### [AUFGABE A]
Zähle, in wie vielen Zeilen der Einträge das Wort „right“ vorkommt. Gib nur die Zahl an.

### [TEXTAUSZUG]
Qualitaets-Managementsysteme auf dem Pruefstand Die ISO-9000-Zertifizierung ist ein buerokratischer Kraftakt

11.11.1994

Was in der Automobil-Zulieferindustrie Alltag ist, wird nun auch bei Softwarehaeusern und DV-Dienstleistern immer selbstverstaendlicher: die Zertifizierung der Qualitaets-Management- Systeme nach der ISO-9000-Norm. Dabei werden Beratungs- und Entwicklungsablaeufe daraufhin geprueft, ob sie bestimmten international standardisierten Qualitaetsmassstaeben genuegen. Es geht um die Qualitaet von Prozessen und nicht von Produkten, betont Heinz Knopf* in seinem Beitrag.

An das Qualitaetszertifikat nach DIN ISO 9000 ff. knuepfen Unternehmen hohe Erwartungen. Vor allem soll die Einfuehrung eines zertifizierten Qualitaetsmangement-Systems (QMS) Kunden, Interessenten und Lieferanten den formalen Nachweis bringen: "Hier haben Sie es mit einem Spitzenunternehmen zu tun."

Die Rechnung geht insofern auf, als die Nachfrage nach solchen zertifizierten Leistungen zunimmt. Teilweise findet sich das ISO- 9000-Zertifikat sogar schon als Sine-qua-non-Bedingung in Ausschreibungen. Der Trend ist eindeutig und unumkehrbar. Einen "direkten" Wettbewerbsvorteil werden wohl nur die ISO-9000- Pioniere auskosten koennen, da dieser proportional zur wachsenden Anzahl der zertifizierten Unternehmen abnehmen duerfte.

Bei der ISO-9000-Norm handelt es sich um die moderne und umfassende Beschreibung eines Geschaeftsprozess-Modells sowie der zugehoerigen Anleitungen. Sie bietet vielfaeltige Ansaetze und Hilfestellung zur Entwicklung effizienter und produktiver Geschaeftsablaeufe.

ISO 9000 bezieht sich auf die Geschaeftsprozesse

Professionelles Know-how ist bestens dokumentiert, und zwar fuer die breite Masse von Unternehmen. Die ISO-Norm unterstuetzt also auch und vor allem diejenigen, die es sich weder leisten koennen noch wollen, fuer eine Gemeinkosten-Wert-Analyse oder fuer Business Re-Engineering einen extrem hohen internen und externen Aufwand zu betreiben.

### [AUFGABE B]
Schreib den Artikel über die ISO-9000-Zertifizierung zwischen „ISO 9000 bezieht“ und „Aufwand zu betreiben.“, beides eingeschlossen, noch einmal ab und tausche dabei „Business Re-Engineering“ gegen „Prozessneugestaltung“ aus.

### [BEREITGESTELLTE DATEN]
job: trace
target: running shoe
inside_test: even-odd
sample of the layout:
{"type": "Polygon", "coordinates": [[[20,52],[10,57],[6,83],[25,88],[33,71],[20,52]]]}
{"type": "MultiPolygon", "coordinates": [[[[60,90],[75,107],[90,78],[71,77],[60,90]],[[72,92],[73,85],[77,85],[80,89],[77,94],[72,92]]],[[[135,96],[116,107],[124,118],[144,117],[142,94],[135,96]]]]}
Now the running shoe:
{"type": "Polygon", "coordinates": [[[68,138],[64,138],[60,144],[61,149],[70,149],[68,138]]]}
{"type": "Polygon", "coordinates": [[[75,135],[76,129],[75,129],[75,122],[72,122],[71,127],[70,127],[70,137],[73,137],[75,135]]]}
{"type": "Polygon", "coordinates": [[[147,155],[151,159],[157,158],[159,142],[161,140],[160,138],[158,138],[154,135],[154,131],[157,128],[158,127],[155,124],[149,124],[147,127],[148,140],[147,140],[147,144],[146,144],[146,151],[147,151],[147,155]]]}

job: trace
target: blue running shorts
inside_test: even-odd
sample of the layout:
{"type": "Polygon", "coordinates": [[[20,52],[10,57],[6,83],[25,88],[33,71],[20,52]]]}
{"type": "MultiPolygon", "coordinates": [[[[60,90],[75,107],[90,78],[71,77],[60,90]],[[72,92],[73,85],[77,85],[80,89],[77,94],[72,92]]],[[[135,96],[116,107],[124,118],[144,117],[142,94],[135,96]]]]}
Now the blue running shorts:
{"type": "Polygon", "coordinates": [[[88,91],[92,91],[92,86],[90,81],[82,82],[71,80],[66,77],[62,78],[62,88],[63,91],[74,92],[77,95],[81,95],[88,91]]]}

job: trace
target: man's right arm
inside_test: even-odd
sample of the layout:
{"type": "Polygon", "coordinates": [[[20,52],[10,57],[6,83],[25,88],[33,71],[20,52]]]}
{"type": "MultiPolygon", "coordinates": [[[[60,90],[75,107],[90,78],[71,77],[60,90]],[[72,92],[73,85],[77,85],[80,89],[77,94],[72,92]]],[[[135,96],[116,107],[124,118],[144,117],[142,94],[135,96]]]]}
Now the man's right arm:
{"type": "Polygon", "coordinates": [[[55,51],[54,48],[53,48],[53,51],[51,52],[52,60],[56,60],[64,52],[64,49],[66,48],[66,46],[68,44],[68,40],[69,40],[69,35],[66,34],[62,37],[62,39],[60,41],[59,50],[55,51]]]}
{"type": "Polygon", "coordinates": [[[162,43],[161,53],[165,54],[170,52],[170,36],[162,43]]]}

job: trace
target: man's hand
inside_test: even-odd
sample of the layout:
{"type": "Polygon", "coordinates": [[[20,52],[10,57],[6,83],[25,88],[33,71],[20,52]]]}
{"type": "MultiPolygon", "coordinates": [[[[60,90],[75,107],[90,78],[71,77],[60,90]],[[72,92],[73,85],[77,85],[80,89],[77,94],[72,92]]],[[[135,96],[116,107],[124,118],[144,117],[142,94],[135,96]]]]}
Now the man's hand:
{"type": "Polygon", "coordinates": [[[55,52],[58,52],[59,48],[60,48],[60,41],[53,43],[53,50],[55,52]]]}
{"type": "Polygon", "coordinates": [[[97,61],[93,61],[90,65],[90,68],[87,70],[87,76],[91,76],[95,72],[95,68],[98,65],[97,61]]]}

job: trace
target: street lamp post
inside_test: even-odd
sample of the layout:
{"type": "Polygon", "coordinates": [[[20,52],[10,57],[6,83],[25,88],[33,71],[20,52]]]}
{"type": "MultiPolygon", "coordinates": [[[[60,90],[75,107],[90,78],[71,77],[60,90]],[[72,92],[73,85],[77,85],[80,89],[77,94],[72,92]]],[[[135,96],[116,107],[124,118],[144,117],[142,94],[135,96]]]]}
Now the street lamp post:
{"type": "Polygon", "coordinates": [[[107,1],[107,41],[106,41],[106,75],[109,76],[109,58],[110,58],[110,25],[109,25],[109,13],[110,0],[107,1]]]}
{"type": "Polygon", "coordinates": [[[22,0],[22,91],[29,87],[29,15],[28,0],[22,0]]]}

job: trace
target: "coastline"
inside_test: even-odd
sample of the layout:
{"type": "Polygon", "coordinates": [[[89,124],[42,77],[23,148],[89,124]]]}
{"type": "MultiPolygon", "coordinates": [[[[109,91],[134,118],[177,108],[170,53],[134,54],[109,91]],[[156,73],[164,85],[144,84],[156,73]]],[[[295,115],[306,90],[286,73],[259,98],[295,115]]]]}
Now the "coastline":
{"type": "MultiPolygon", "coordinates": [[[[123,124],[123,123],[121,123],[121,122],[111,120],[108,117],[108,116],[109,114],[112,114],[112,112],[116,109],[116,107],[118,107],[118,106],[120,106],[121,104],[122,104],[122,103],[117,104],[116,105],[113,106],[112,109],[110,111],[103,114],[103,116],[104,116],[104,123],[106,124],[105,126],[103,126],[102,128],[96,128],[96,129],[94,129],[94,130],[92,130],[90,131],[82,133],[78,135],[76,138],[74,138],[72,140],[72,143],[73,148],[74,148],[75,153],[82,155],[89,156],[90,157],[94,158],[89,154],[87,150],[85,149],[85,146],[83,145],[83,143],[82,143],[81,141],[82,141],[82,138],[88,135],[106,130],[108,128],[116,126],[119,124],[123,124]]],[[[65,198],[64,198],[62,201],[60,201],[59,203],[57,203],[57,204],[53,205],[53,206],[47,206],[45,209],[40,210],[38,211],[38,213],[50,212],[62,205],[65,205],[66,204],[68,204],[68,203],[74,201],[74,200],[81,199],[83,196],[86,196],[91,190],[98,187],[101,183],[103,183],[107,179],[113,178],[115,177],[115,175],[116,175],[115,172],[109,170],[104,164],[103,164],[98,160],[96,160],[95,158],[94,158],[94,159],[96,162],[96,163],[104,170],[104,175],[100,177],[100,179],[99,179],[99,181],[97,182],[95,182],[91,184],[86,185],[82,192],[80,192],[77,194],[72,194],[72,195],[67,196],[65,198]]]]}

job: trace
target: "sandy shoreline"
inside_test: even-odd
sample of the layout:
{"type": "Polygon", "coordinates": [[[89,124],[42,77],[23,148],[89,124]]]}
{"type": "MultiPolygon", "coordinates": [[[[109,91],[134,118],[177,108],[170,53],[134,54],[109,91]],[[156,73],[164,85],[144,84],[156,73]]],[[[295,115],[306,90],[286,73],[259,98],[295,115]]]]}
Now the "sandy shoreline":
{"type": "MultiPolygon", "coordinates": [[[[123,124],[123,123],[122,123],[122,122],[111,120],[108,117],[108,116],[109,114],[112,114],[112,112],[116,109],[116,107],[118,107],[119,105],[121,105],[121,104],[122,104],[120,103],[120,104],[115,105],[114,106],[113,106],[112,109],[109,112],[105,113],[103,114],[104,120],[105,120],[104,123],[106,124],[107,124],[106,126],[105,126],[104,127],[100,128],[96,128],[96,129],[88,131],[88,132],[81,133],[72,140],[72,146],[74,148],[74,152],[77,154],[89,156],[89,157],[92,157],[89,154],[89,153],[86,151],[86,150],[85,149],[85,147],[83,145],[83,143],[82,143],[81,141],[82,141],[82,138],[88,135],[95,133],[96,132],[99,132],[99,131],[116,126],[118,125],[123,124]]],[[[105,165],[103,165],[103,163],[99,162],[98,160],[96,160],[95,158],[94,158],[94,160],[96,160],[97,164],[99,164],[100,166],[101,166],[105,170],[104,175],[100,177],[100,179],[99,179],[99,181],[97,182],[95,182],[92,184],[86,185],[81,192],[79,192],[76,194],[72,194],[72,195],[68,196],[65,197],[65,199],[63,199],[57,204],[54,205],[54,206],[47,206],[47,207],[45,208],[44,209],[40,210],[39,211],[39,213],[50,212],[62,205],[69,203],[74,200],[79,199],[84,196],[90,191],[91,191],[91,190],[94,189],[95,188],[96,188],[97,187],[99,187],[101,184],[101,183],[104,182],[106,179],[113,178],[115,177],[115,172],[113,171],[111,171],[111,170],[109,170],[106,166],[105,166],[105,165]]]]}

### [ERGEBNIS A]
2

### [ERGEBNIS B]
ISO 9000 bezieht sich auf die Geschaeftsprozesse

Professionelles Know-how ist bestens dokumentiert, und zwar fuer die breite Masse von Unternehmen. Die ISO-Norm unterstuetzt also auch und vor allem diejenigen, die es sich weder leisten koennen noch wollen, fuer eine Gemeinkosten-Wert-Analyse oder fuer Prozessneugestaltung einen extrem hohen internen und externen Aufwand zu betreiben.